→ **Work instruction**
Leave out all pictures. Extract exactly the lines from the one containing "of the grass." through the end of the data.

→ **Task input**
########################################
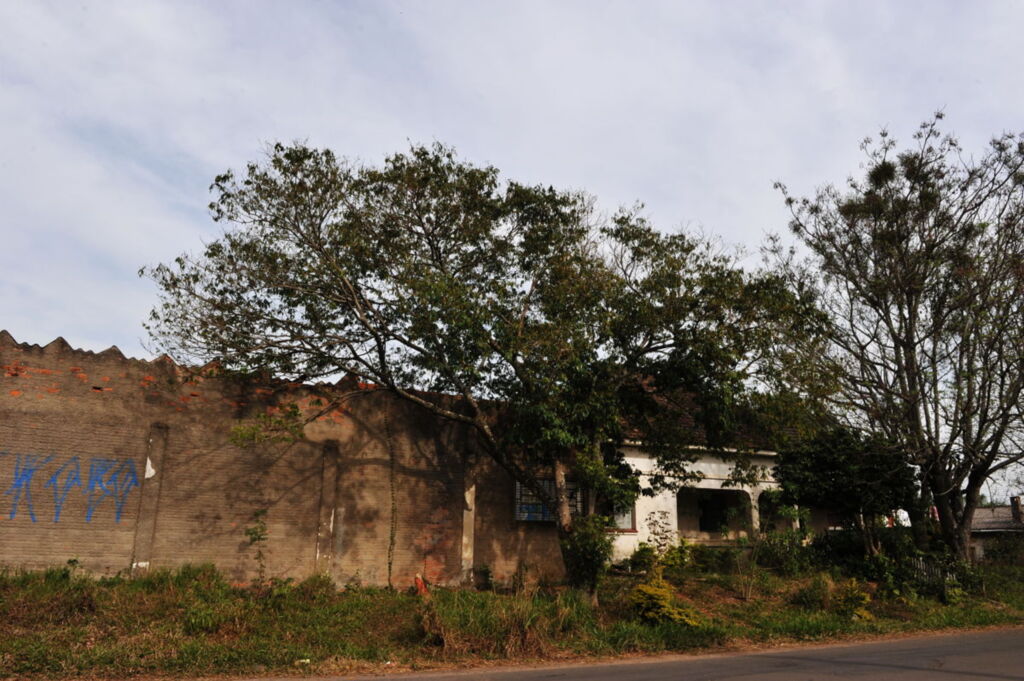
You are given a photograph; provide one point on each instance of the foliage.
(257, 534)
(283, 425)
(815, 595)
(714, 558)
(915, 271)
(430, 273)
(850, 599)
(675, 562)
(643, 558)
(1007, 549)
(652, 601)
(849, 474)
(586, 551)
(785, 552)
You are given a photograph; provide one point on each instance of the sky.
(116, 116)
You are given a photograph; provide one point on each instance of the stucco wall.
(680, 517)
(120, 464)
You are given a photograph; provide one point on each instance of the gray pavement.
(994, 654)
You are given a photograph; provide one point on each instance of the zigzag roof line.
(59, 346)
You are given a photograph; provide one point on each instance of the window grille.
(529, 508)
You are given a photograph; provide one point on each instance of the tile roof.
(996, 518)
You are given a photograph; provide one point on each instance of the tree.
(846, 472)
(552, 326)
(918, 272)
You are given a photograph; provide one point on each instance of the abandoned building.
(127, 465)
(995, 525)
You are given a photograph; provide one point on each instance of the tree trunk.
(952, 529)
(563, 512)
(920, 524)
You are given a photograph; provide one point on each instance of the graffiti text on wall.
(103, 482)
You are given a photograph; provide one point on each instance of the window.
(529, 508)
(625, 520)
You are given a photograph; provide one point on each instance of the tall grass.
(60, 623)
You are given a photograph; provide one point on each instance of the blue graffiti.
(26, 467)
(72, 478)
(110, 477)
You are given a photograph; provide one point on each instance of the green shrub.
(586, 551)
(643, 558)
(715, 558)
(816, 595)
(850, 599)
(784, 552)
(652, 602)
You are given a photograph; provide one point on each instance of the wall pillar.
(324, 559)
(148, 504)
(468, 522)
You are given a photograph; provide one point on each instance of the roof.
(995, 519)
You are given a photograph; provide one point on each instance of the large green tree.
(554, 326)
(853, 475)
(918, 271)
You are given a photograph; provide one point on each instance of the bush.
(643, 558)
(850, 599)
(715, 558)
(784, 552)
(816, 595)
(586, 551)
(1005, 550)
(652, 602)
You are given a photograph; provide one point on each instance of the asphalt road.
(989, 654)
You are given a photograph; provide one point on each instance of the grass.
(190, 622)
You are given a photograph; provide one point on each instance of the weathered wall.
(122, 463)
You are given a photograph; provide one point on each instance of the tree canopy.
(428, 272)
(918, 271)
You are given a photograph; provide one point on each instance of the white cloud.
(116, 116)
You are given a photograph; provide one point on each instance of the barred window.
(529, 508)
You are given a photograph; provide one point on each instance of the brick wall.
(127, 464)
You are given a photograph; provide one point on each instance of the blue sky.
(116, 116)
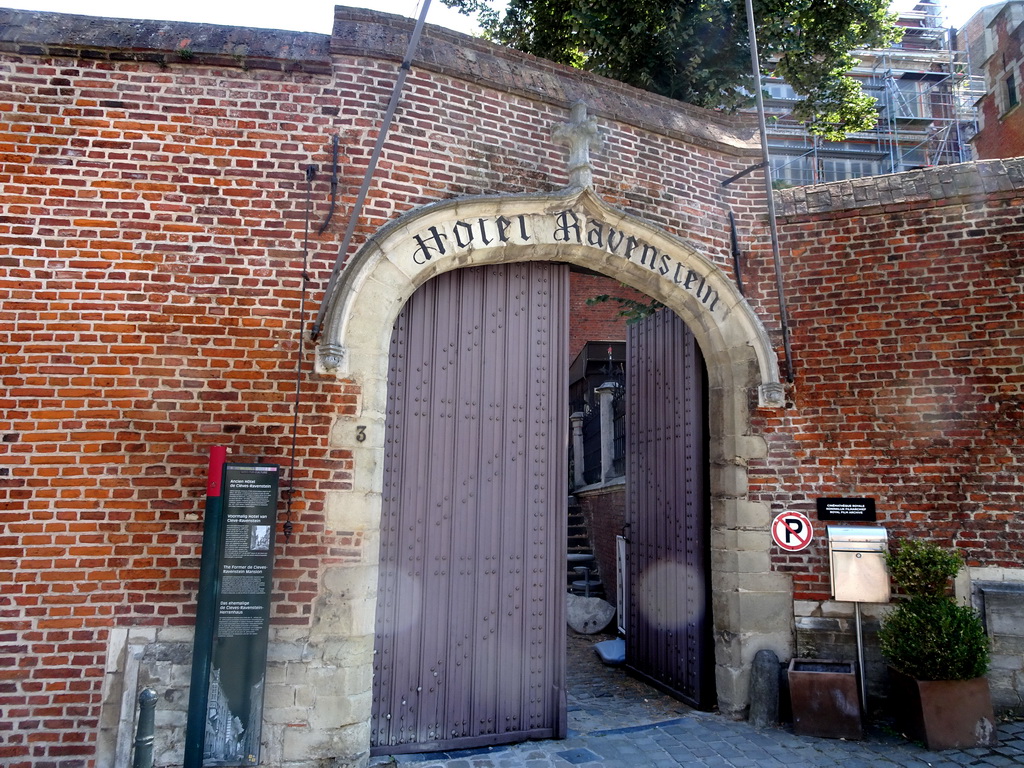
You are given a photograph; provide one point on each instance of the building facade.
########################################
→ **Answer below**
You are given a photograph; provide one point on each instance of the grass.
(190, 622)
You are given a photograph; provide one point on each instance of the weathered wall.
(122, 463)
You are given a photograph; provide one point on each instance of the tree canopy.
(428, 272)
(918, 271)
You are given a photograph; provide one point on each instance of the white cloud.
(116, 116)
You are given a photograph; provide one point on each instance of the barred window.
(529, 508)
You are given a photograph; provide one point on each instance of the brick wall.
(127, 464)
You are given a photograph; provide one point on each instance of the blue sky.
(116, 116)
You are given a photograph; provide one point on each instance of the building facade.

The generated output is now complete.